INSTRUCTIONS TO FOLLOW:
All lines ahead of the one containing "positive clicks: (56, 56)" are to be left out; that line and each one after it, through the end of the records below, are to be duplicated exactly.

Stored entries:
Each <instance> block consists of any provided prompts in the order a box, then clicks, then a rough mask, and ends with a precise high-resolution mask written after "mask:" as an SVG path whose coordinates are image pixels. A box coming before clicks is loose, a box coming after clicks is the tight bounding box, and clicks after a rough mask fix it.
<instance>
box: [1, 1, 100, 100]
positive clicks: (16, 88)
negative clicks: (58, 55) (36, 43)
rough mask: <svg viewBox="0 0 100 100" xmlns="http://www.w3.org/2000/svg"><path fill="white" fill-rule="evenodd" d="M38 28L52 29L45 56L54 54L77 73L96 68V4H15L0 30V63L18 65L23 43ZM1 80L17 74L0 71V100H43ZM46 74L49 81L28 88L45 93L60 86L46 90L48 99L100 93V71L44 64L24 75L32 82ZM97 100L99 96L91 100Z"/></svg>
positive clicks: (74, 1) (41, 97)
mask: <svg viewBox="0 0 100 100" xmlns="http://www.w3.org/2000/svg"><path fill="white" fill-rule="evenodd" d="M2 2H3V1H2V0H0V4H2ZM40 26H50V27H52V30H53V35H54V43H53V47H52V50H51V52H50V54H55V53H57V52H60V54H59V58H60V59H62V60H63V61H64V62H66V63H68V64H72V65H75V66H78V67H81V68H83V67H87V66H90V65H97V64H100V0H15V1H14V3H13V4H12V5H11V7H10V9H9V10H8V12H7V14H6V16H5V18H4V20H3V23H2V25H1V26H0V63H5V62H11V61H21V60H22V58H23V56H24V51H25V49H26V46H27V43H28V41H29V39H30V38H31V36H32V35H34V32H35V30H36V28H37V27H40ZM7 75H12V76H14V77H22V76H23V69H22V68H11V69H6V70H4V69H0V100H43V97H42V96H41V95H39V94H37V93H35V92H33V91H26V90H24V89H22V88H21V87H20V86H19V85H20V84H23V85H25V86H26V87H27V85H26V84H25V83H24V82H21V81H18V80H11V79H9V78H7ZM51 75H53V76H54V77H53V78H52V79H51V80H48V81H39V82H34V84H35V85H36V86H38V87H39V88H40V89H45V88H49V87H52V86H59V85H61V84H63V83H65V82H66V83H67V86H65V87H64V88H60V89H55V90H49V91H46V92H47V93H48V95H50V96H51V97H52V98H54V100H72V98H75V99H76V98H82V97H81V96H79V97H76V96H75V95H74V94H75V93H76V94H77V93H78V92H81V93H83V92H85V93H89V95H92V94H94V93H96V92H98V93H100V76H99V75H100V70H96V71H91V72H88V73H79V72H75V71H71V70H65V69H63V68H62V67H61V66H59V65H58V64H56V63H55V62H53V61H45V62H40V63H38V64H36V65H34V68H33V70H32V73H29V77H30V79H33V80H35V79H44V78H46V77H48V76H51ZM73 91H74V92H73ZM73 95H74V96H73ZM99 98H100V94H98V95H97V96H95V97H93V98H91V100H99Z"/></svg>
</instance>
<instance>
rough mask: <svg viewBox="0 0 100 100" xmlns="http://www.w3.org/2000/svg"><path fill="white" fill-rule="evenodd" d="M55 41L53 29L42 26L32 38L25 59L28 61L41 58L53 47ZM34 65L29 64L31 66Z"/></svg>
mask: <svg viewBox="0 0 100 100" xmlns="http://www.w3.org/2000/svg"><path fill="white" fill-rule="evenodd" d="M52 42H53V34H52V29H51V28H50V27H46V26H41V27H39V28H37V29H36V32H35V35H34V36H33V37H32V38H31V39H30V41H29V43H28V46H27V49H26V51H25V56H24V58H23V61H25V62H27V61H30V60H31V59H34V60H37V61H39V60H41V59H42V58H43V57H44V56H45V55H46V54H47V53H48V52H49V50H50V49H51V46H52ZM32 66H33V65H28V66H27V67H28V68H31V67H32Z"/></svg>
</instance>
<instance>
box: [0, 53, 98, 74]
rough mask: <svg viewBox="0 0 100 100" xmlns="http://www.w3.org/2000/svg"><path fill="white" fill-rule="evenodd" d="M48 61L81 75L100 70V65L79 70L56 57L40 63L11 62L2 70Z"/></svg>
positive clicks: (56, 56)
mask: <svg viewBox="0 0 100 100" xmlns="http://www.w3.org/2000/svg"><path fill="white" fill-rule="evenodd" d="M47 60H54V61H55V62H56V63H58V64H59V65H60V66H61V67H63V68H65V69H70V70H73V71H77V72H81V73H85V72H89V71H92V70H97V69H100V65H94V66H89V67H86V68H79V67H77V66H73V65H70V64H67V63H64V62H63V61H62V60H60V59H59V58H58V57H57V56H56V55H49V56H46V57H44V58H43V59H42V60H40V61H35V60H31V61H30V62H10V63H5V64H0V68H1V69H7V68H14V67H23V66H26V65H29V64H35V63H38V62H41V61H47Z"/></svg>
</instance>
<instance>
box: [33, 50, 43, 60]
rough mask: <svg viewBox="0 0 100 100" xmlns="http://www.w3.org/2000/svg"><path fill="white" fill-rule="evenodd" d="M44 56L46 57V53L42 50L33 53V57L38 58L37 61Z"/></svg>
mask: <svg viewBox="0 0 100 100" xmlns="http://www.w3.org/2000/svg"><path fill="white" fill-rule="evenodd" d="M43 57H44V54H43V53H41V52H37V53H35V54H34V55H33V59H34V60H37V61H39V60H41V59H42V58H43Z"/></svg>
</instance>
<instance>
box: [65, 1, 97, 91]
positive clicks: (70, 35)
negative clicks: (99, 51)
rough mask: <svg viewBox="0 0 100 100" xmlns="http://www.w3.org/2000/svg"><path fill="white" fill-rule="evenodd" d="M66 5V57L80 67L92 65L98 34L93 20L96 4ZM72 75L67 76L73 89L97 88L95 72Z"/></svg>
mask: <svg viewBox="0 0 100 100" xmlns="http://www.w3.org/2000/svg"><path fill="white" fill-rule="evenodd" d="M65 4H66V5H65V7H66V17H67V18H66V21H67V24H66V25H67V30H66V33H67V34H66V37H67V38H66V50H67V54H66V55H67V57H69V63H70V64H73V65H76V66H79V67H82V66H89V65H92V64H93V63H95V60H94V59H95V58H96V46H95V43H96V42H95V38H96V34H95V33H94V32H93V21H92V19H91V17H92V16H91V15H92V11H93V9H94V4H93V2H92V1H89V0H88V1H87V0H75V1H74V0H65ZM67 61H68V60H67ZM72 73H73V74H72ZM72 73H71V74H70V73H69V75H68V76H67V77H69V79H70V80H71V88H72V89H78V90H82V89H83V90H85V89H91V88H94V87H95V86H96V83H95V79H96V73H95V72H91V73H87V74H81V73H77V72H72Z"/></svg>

FINISHED TASK:
positive clicks: (56, 56)
mask: <svg viewBox="0 0 100 100" xmlns="http://www.w3.org/2000/svg"><path fill="white" fill-rule="evenodd" d="M47 60H54V61H55V62H56V63H58V64H59V65H60V66H61V67H63V68H65V69H70V70H73V71H77V72H81V73H85V72H89V71H92V70H97V69H100V65H94V66H89V67H86V68H79V67H77V66H73V65H70V64H67V63H64V62H63V61H62V60H60V59H59V58H58V57H57V56H56V55H49V56H46V57H44V58H43V59H42V60H40V61H35V60H31V61H30V62H10V63H5V64H0V68H1V69H7V68H14V67H23V66H26V65H29V64H35V63H38V62H41V61H47Z"/></svg>
</instance>
<instance>
box: [33, 50, 43, 60]
rough mask: <svg viewBox="0 0 100 100" xmlns="http://www.w3.org/2000/svg"><path fill="white" fill-rule="evenodd" d="M44 56L46 57V53L42 50L33 53V57L38 58L37 61Z"/></svg>
mask: <svg viewBox="0 0 100 100" xmlns="http://www.w3.org/2000/svg"><path fill="white" fill-rule="evenodd" d="M43 57H44V54H43V53H41V52H37V53H35V54H34V55H33V59H34V60H37V61H39V60H41V59H42V58H43Z"/></svg>
</instance>
<instance>
box: [65, 1, 97, 91]
positive clicks: (70, 35)
negative clicks: (99, 51)
rough mask: <svg viewBox="0 0 100 100" xmlns="http://www.w3.org/2000/svg"><path fill="white" fill-rule="evenodd" d="M66 5V57L80 67L92 65L98 34L93 20L96 4ZM72 75L67 76L73 89L97 88L95 72Z"/></svg>
mask: <svg viewBox="0 0 100 100" xmlns="http://www.w3.org/2000/svg"><path fill="white" fill-rule="evenodd" d="M65 4H66V5H65V7H66V17H67V18H66V21H67V24H66V25H67V30H66V33H67V34H66V37H67V38H66V50H67V54H66V55H67V57H69V63H70V64H73V65H76V66H79V67H82V66H89V65H92V64H93V63H95V60H94V59H95V58H96V46H95V43H96V42H95V38H96V34H95V33H94V32H93V21H92V19H91V17H92V16H91V15H92V11H93V9H94V4H93V2H92V1H89V0H88V1H87V0H75V1H74V0H65ZM67 61H68V60H67ZM72 73H73V74H72ZM72 73H71V74H70V73H69V75H68V76H67V77H69V79H70V80H71V88H72V89H78V90H82V89H83V90H85V89H91V88H94V87H95V86H96V83H95V79H96V73H95V72H91V73H87V74H81V73H77V72H72Z"/></svg>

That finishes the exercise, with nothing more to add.